▶ _TEXT SEGMENT_
Civic crown of José María Córdova

The Crown of José María Córdova is a civic crown, or corolla, presented to Simón Bolívar by the people of La Paz in 1825. The crown is exhibited and preserved in the collection of the Arts Museum of Rionegro.

== History ==
After the Battle of Ayacucho in 1824, and crossing into Upper Peru in 1825, Simón Bolívar was recognized by the people of La Paz with a gold corolla symbolizing a new era after the defeat of the Royalists.

Bolívar declined the crown and instead proclaimed that it rightfully belonged to Antonio José de Sucre who also declined its ownership and, by choice, gifted it to José María Córdova claiming that it was him who had emboldened the Patriots in combat.

Córdova, who had accepted the crown from Bolívar and Sucre, gifted the crown to the City of Santiago de Arma Rionegro on 10 September of 1825 and sent it with captain Nicolás Caicedo who arrived at Rionegro in January of 1826 after transversing over 4,500 kilometers from La Paz.

For over 58 years, the crown was passed along various distinguished families and individuals of Rionegro until 1883 when the Banco Oriente was founded and the crown was moved there for safekeeping and exhibition. After Banco Santander had acquired Banco Oriente in 1999, the crown was saved from being transported from the city after the director of the Museum of Religious Art raised concern that the crown along with other objects belonging to Rionegro were being packed for transportation. The crown, along with the other objects, were handed over to public officials and the crown passed to the Museum of Religious Art for exhibition and preservation.

On 18 December 2019, after over 20 years of being exhibited at the Museum of Religious Art, the crown was relocated to the Arts Museum of Rionegro to be permanently exhibited in a specially designed display that guarantees its safekeeping.

Since its arrival in January of 1826, the crown left Rionegro for the first on 20 July 2024 to be exhibited during the independence day celebrations in the city of Concepción along with other objects which belonged to José María Córdova. The crown is currently a subject of dispute as the city of Concepción, also in the Antioquia Department, claims its ownership as the rightful birthplace of Antonio José de Sucre.

== Composition ==
The crown, which weighs about 554 grams, consists of a central belt that is 23 millimeters wide and one millimeter thick. One half of the crown is adorned with 24 gold laurel leaves and, the other, with 13 gold palm leaves representing both a laurel wreath and the Martyrs Palm. The crown is decorated with 20 gold coiled threads, seven silver florets, five diamonds, and around 200 diamond sparkles.

▶ _YOUR ASSIGNMENT_
Rewrite the passage on the crown of José María Córdova from "On 18 December" up to and including "guarantees its safekeeping.", with "specially designed display" changed to "custom-built display case".

Photo-based referring expression data
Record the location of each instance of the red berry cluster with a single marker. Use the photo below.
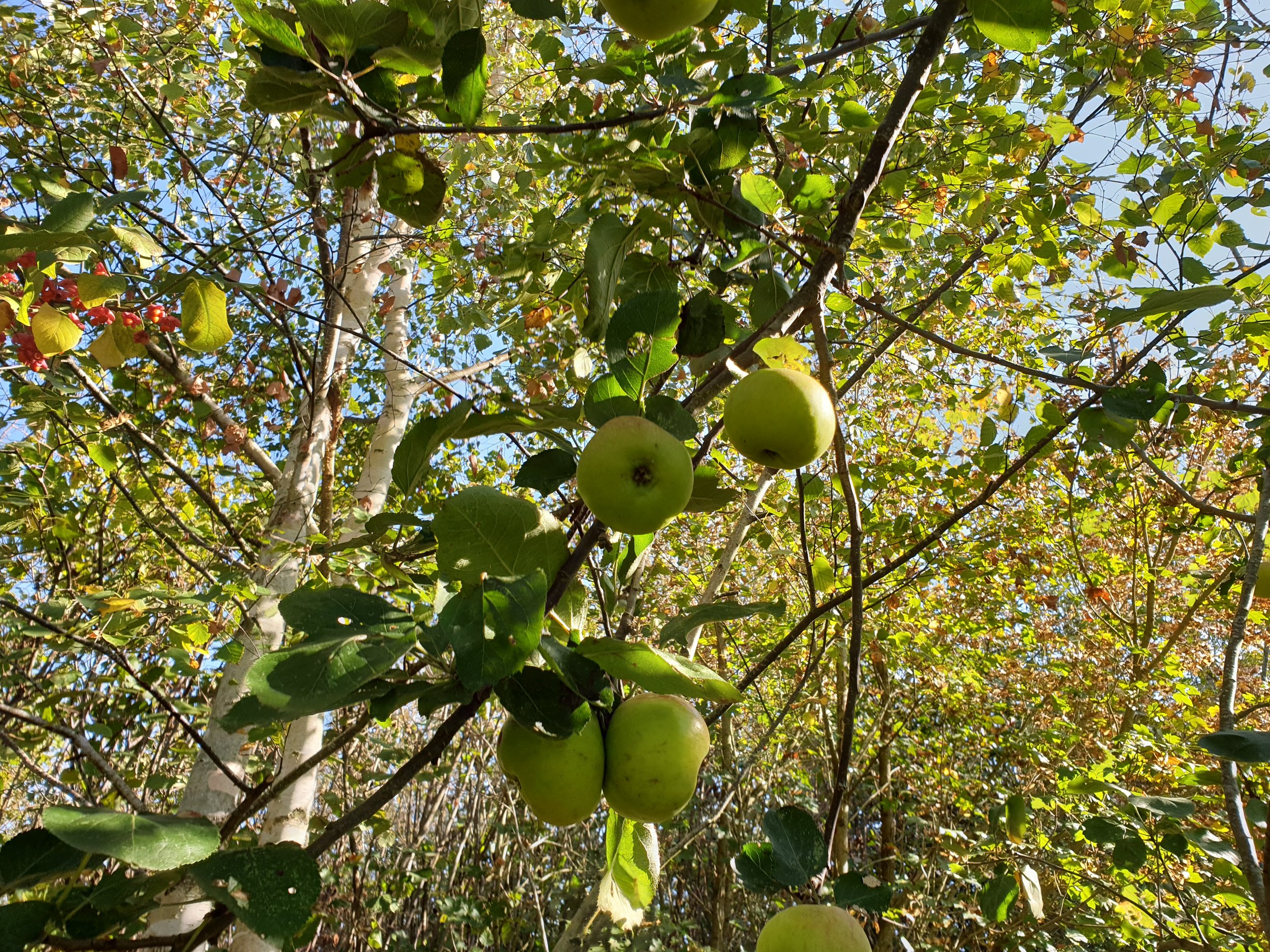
(64, 293)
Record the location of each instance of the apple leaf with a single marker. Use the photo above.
(35, 856)
(657, 671)
(494, 625)
(272, 889)
(465, 74)
(756, 869)
(634, 859)
(149, 841)
(354, 639)
(708, 496)
(1245, 747)
(997, 898)
(669, 413)
(606, 400)
(606, 248)
(543, 702)
(547, 471)
(799, 852)
(855, 890)
(484, 532)
(703, 325)
(1015, 24)
(676, 631)
(582, 674)
(415, 455)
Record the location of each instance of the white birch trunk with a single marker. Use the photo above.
(288, 816)
(209, 793)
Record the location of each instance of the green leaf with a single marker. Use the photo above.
(149, 841)
(273, 27)
(999, 895)
(1136, 403)
(708, 496)
(272, 89)
(811, 193)
(676, 631)
(602, 262)
(634, 859)
(343, 611)
(1017, 818)
(481, 531)
(432, 696)
(204, 316)
(1015, 24)
(1129, 853)
(1215, 846)
(854, 890)
(73, 214)
(98, 288)
(140, 242)
(652, 319)
(750, 89)
(22, 923)
(756, 869)
(465, 74)
(35, 856)
(1245, 747)
(346, 28)
(413, 458)
(547, 471)
(582, 674)
(537, 9)
(354, 639)
(799, 849)
(1113, 432)
(1099, 829)
(761, 192)
(493, 626)
(669, 413)
(542, 701)
(703, 325)
(1177, 808)
(271, 889)
(606, 400)
(1170, 303)
(17, 243)
(657, 671)
(1167, 207)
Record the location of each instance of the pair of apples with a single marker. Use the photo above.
(647, 765)
(636, 476)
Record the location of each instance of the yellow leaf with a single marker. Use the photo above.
(783, 353)
(204, 319)
(105, 351)
(54, 332)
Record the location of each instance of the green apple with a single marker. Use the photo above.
(657, 19)
(634, 475)
(778, 418)
(653, 750)
(813, 930)
(559, 780)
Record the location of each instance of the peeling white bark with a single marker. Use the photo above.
(209, 794)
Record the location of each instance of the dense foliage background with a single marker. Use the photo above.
(1037, 280)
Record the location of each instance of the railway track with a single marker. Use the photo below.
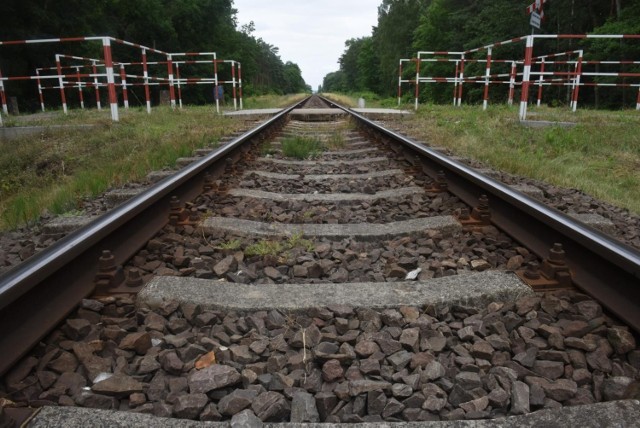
(316, 286)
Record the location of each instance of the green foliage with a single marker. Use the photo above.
(171, 26)
(584, 157)
(56, 170)
(301, 147)
(405, 27)
(267, 247)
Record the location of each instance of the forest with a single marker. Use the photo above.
(370, 64)
(168, 25)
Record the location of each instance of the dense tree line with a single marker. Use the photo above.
(370, 64)
(168, 25)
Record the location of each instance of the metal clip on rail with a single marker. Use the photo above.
(480, 216)
(109, 275)
(553, 274)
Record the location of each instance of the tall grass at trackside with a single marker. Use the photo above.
(272, 101)
(301, 147)
(53, 172)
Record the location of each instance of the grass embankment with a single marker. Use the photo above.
(272, 101)
(600, 155)
(53, 171)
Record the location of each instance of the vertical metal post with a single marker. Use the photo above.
(233, 81)
(576, 89)
(399, 83)
(455, 82)
(96, 85)
(63, 98)
(461, 82)
(540, 81)
(3, 98)
(179, 87)
(240, 83)
(40, 94)
(145, 74)
(215, 79)
(417, 92)
(485, 100)
(526, 75)
(172, 94)
(512, 82)
(123, 83)
(80, 96)
(111, 84)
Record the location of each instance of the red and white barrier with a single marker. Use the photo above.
(529, 76)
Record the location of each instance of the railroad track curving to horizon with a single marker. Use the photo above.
(372, 279)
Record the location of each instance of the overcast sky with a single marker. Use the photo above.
(310, 33)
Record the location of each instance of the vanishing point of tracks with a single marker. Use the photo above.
(368, 283)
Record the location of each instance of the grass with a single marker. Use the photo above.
(600, 155)
(272, 101)
(301, 147)
(55, 170)
(278, 248)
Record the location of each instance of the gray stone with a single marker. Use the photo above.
(519, 398)
(615, 387)
(271, 407)
(246, 419)
(118, 385)
(213, 377)
(303, 408)
(236, 401)
(189, 406)
(621, 339)
(357, 387)
(560, 390)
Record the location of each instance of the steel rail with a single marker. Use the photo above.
(37, 294)
(602, 266)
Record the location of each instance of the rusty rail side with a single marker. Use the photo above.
(37, 294)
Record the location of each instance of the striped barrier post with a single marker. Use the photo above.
(96, 84)
(400, 83)
(485, 100)
(417, 91)
(179, 87)
(172, 94)
(540, 81)
(455, 82)
(3, 98)
(233, 78)
(461, 80)
(40, 94)
(123, 83)
(145, 73)
(80, 96)
(215, 77)
(512, 83)
(111, 85)
(576, 89)
(526, 75)
(240, 84)
(63, 98)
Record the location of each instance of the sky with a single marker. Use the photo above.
(310, 33)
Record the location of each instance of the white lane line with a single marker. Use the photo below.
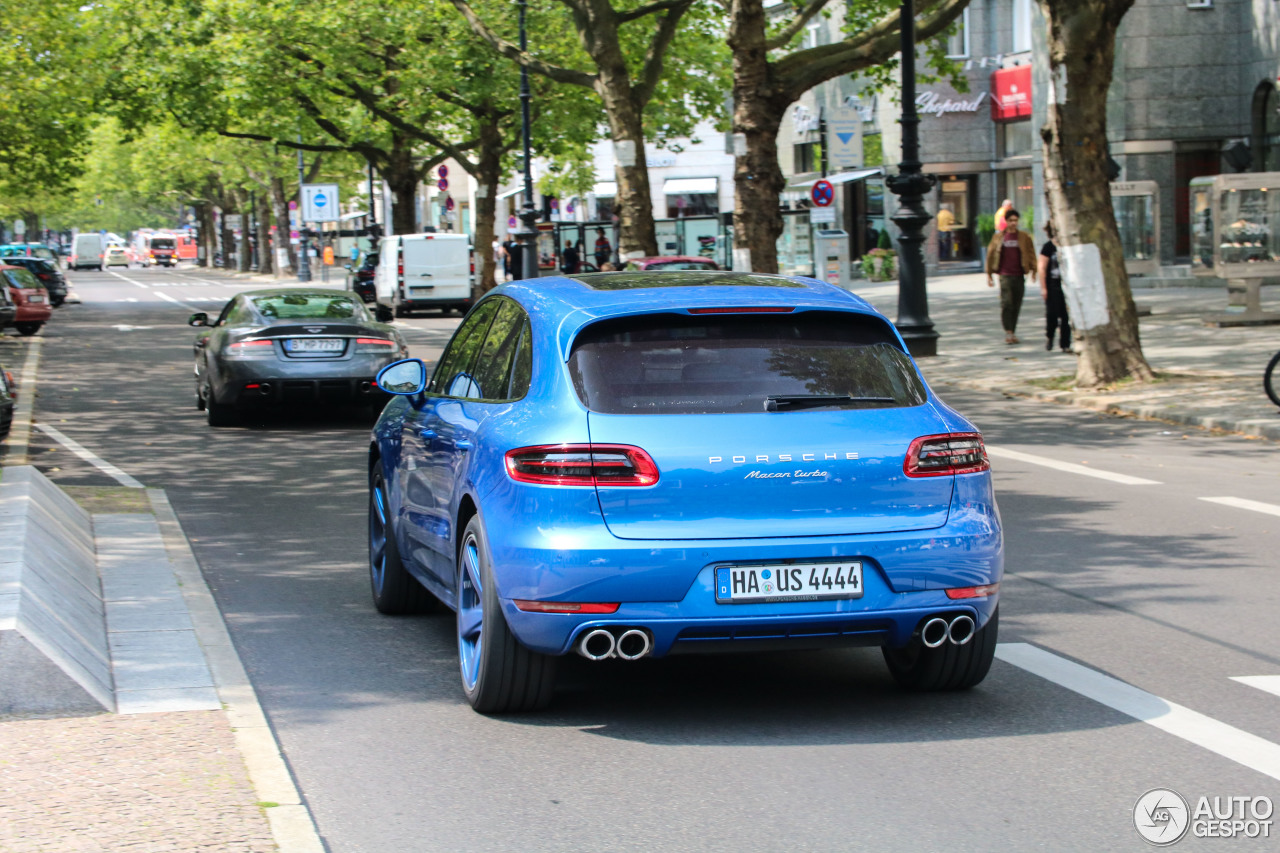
(90, 456)
(1229, 742)
(1070, 468)
(1240, 503)
(128, 279)
(19, 433)
(1269, 683)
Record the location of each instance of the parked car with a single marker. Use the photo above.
(293, 347)
(423, 272)
(361, 277)
(645, 464)
(87, 251)
(30, 297)
(8, 400)
(670, 263)
(48, 274)
(115, 255)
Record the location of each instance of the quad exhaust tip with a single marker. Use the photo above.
(600, 643)
(938, 630)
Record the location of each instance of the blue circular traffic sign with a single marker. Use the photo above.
(822, 194)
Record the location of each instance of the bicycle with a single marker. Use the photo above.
(1271, 379)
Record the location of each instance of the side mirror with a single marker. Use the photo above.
(406, 378)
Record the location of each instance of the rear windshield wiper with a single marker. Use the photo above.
(812, 401)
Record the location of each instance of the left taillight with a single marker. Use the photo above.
(581, 465)
(947, 454)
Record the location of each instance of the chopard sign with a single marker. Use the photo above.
(933, 104)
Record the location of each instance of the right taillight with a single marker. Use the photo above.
(581, 465)
(950, 454)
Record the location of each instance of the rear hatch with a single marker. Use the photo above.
(760, 425)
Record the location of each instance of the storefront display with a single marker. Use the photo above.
(1137, 205)
(1243, 214)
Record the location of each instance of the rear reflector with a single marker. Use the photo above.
(744, 310)
(581, 465)
(949, 454)
(973, 592)
(565, 607)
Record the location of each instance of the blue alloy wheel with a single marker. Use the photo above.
(499, 674)
(394, 589)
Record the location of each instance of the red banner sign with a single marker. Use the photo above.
(1011, 94)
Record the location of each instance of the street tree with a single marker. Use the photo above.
(627, 73)
(1082, 36)
(771, 73)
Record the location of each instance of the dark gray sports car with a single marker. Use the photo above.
(292, 347)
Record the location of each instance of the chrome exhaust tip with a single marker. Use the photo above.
(960, 630)
(634, 644)
(935, 632)
(597, 646)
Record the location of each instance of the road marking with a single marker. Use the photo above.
(90, 456)
(1240, 503)
(1269, 683)
(19, 432)
(1207, 733)
(1070, 468)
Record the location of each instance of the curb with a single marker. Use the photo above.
(1253, 427)
(291, 820)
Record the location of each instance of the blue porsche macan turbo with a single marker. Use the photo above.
(627, 465)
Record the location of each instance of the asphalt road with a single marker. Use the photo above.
(1144, 582)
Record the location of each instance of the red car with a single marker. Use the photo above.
(670, 261)
(30, 296)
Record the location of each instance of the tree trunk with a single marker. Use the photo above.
(280, 210)
(1082, 50)
(758, 178)
(265, 252)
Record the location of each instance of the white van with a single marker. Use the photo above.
(423, 272)
(87, 251)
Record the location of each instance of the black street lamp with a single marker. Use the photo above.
(528, 231)
(910, 185)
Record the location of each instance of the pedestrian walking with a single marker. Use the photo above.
(602, 249)
(1011, 255)
(570, 259)
(1051, 291)
(1002, 215)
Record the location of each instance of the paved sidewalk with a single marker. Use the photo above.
(1208, 377)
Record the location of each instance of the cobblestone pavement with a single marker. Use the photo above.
(149, 783)
(1208, 377)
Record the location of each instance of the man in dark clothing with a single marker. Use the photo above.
(568, 259)
(1051, 291)
(1011, 255)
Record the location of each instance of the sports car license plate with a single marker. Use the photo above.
(314, 345)
(795, 582)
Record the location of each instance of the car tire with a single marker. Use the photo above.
(396, 592)
(949, 666)
(499, 675)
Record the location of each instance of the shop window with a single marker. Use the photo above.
(805, 158)
(1015, 140)
(1022, 26)
(958, 41)
(691, 204)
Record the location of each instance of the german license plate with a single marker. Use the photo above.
(314, 345)
(795, 582)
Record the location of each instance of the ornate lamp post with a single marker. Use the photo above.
(528, 231)
(910, 185)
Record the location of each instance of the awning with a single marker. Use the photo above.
(1011, 94)
(840, 177)
(681, 186)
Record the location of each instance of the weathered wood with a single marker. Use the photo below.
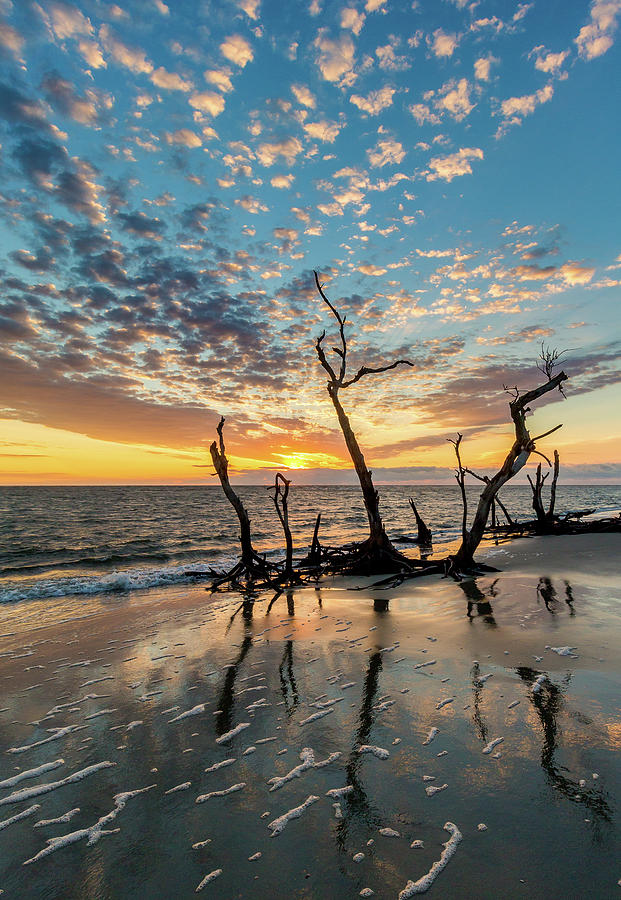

▶ _SOLUTION_
On 18 December 2019, after over 20 years of being exhibited at the Museum of Religious Art, the crown was relocated to the Arts Museum of Rionegro to be permanently exhibited in a custom-built display case that guarantees its safekeeping.